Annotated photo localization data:
== == ==

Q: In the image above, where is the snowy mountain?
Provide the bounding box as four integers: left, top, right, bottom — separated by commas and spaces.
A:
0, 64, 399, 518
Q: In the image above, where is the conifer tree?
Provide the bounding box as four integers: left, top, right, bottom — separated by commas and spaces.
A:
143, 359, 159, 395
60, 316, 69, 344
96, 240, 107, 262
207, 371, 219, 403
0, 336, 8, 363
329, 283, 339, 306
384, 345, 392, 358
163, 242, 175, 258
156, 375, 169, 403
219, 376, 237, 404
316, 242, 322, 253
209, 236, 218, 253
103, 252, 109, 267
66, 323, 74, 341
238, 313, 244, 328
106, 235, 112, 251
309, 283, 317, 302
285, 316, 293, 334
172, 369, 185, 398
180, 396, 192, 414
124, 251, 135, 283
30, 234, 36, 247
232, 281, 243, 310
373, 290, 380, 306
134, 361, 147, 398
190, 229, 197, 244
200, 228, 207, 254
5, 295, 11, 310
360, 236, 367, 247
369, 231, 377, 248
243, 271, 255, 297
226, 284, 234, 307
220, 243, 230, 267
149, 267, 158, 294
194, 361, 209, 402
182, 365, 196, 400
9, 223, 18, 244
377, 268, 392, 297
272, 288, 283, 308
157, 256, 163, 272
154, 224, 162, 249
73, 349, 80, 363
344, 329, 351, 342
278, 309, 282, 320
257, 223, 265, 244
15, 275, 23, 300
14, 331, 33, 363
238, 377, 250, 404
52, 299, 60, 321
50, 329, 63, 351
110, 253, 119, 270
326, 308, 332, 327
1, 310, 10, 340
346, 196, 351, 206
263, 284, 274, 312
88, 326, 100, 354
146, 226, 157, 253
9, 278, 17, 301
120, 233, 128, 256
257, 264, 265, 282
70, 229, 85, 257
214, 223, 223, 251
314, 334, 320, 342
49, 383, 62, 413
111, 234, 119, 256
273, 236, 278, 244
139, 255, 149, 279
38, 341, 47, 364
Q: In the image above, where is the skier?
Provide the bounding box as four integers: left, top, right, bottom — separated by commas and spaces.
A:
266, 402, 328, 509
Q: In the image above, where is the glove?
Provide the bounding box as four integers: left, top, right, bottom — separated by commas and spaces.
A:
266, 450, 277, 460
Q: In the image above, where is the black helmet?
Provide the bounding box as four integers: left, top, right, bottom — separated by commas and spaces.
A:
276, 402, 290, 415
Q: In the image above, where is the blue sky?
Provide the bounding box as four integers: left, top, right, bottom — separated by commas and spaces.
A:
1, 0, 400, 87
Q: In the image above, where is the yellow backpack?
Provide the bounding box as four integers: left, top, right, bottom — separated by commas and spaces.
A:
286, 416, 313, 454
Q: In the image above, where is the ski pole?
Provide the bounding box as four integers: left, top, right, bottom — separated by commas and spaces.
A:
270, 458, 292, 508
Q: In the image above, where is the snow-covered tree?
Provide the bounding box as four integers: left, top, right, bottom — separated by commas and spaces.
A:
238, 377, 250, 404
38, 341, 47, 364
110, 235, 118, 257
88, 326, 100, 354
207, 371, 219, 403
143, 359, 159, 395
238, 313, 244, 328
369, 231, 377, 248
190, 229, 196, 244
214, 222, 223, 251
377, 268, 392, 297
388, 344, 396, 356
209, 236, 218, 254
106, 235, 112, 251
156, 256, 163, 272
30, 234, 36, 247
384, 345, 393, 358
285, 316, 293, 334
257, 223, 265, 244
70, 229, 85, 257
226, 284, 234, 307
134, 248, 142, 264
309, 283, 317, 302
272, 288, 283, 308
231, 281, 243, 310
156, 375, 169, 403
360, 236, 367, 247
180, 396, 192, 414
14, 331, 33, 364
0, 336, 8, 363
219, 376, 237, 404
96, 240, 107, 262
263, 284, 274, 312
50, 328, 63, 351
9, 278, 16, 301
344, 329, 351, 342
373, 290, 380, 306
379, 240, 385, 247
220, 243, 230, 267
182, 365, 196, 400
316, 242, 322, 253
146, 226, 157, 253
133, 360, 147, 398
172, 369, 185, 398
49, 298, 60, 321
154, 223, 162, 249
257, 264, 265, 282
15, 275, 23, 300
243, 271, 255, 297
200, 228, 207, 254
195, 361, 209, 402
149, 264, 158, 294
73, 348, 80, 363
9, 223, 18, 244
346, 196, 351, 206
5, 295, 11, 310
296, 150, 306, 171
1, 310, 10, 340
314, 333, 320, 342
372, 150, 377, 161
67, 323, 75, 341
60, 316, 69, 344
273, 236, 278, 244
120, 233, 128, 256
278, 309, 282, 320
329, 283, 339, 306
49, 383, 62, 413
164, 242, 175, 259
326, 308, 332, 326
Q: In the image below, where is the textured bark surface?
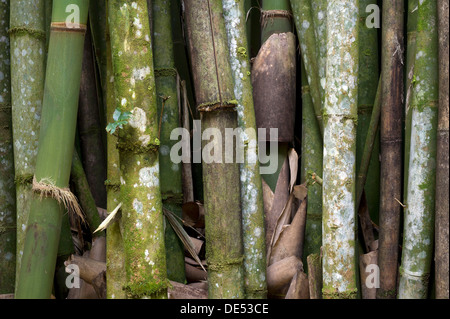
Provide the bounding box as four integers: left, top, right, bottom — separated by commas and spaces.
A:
109, 0, 167, 299
377, 0, 404, 299
183, 0, 245, 299
435, 0, 449, 300
9, 0, 45, 285
223, 0, 267, 299
322, 0, 359, 299
399, 0, 439, 299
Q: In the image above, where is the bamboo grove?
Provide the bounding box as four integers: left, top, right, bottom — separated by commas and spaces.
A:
0, 0, 448, 300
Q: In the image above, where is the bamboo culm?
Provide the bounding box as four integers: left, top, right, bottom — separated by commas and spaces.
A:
15, 0, 90, 299
0, 0, 16, 294
399, 0, 439, 299
223, 0, 267, 299
322, 0, 359, 299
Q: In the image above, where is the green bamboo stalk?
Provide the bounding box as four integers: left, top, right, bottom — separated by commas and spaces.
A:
15, 0, 90, 299
300, 57, 323, 266
403, 0, 418, 205
435, 0, 449, 300
151, 0, 186, 284
105, 0, 126, 298
184, 0, 245, 299
291, 0, 324, 135
223, 0, 267, 299
9, 0, 46, 287
322, 0, 359, 299
356, 0, 380, 224
377, 0, 404, 299
0, 0, 16, 294
261, 0, 291, 43
108, 0, 167, 299
70, 150, 104, 236
398, 0, 438, 299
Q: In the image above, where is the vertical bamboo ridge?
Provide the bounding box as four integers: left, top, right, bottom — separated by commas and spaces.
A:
105, 1, 126, 298
377, 0, 404, 299
183, 0, 245, 299
108, 0, 167, 299
403, 0, 418, 203
291, 0, 324, 135
322, 0, 359, 299
223, 0, 267, 299
435, 0, 449, 300
399, 0, 439, 299
301, 0, 327, 264
151, 0, 185, 284
9, 0, 45, 285
0, 0, 16, 294
15, 0, 89, 299
357, 0, 380, 224
300, 57, 323, 264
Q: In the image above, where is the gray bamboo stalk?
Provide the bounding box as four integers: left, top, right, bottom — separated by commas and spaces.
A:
9, 0, 45, 287
322, 0, 359, 299
0, 0, 16, 294
377, 0, 404, 299
223, 0, 267, 299
183, 0, 245, 299
435, 0, 449, 300
108, 0, 167, 299
398, 0, 439, 299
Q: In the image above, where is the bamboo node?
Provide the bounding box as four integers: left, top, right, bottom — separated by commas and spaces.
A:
261, 9, 293, 28
50, 22, 87, 33
197, 100, 238, 113
32, 176, 85, 223
7, 26, 46, 40
207, 256, 244, 271
155, 68, 177, 78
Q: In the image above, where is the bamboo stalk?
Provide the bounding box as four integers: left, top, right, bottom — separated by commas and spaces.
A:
223, 0, 267, 299
108, 0, 167, 299
151, 0, 186, 284
70, 150, 104, 236
104, 0, 126, 299
377, 0, 404, 299
9, 0, 46, 287
399, 0, 439, 299
183, 0, 245, 299
77, 24, 107, 209
356, 0, 380, 224
403, 0, 419, 205
322, 0, 359, 299
15, 0, 90, 299
0, 0, 16, 294
306, 253, 322, 299
291, 0, 323, 135
435, 0, 449, 300
299, 57, 323, 265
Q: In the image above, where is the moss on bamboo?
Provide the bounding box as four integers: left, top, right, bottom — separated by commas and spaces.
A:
109, 0, 168, 299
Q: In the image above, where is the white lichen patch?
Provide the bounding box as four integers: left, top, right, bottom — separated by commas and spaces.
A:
139, 165, 160, 188
128, 107, 147, 133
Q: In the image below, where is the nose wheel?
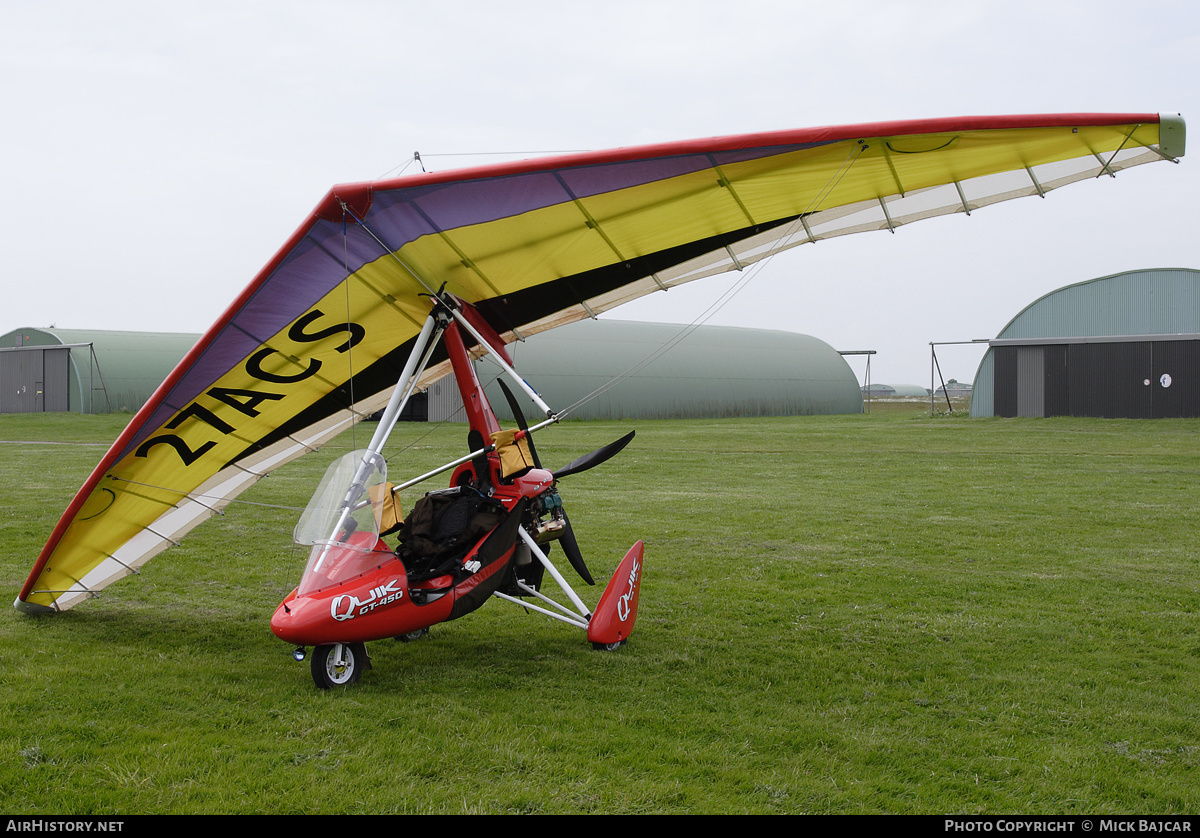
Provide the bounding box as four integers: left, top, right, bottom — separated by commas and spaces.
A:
311, 642, 368, 689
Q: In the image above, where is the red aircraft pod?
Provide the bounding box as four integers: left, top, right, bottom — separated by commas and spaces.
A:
587, 540, 644, 648
271, 539, 451, 646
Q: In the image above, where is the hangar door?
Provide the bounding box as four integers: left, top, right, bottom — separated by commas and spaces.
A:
993, 338, 1200, 419
0, 346, 71, 413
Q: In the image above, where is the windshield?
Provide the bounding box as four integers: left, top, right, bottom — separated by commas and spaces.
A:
295, 449, 387, 546
294, 450, 391, 594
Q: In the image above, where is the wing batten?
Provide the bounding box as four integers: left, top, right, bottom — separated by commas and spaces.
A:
881, 144, 908, 198
710, 157, 759, 228
17, 112, 1184, 612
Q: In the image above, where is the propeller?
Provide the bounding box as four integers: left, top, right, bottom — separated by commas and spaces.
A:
496, 380, 635, 587
552, 431, 635, 479
555, 510, 592, 585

== == ==

▶ **Work to be completed**
In the entries above, find each line with the word "stalk" and copy it.

▶ **Solution**
Q: In the image above, where is the green bamboo stalk?
Q: In the image above, where is the gray bamboo stalk?
Q: In the image above, where is the bamboo stalk?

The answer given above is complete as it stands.